- **Instructions to follow**
Swap every occurrence of "input photo" for "source image" throughout the material below, reproducing all other text unchanged. Leave the pictures out of your answer.
***** Dataset *****
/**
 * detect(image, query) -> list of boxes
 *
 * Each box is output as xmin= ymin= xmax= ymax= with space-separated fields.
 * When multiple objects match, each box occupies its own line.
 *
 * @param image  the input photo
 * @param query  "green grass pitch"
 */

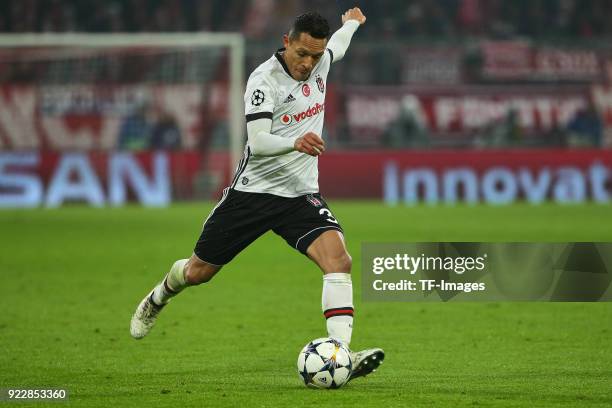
xmin=0 ymin=200 xmax=612 ymax=408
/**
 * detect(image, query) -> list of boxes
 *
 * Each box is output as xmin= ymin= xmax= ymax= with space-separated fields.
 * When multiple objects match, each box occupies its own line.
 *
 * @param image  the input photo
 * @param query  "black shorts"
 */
xmin=193 ymin=188 xmax=342 ymax=265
*****
- **Final result**
/**
 * detect(image, query) -> list of boxes
 *
 * Each box is output as xmin= ymin= xmax= ymax= with space-separated fields.
 * When multiple objects match, each box occupies its own line.
 *
 * @param image  the source image
 * @param query  "green grass pitch"
 */

xmin=0 ymin=200 xmax=612 ymax=408
/**
 * detect(image, query) -> list of boxes
 *
 * Each box is output as xmin= ymin= xmax= ymax= with space-separated fields.
 * When multiple objects match, each box occupies its own line.
 *
 * @param image  the source image
 * @param query  "black shorts"
 */
xmin=193 ymin=188 xmax=342 ymax=265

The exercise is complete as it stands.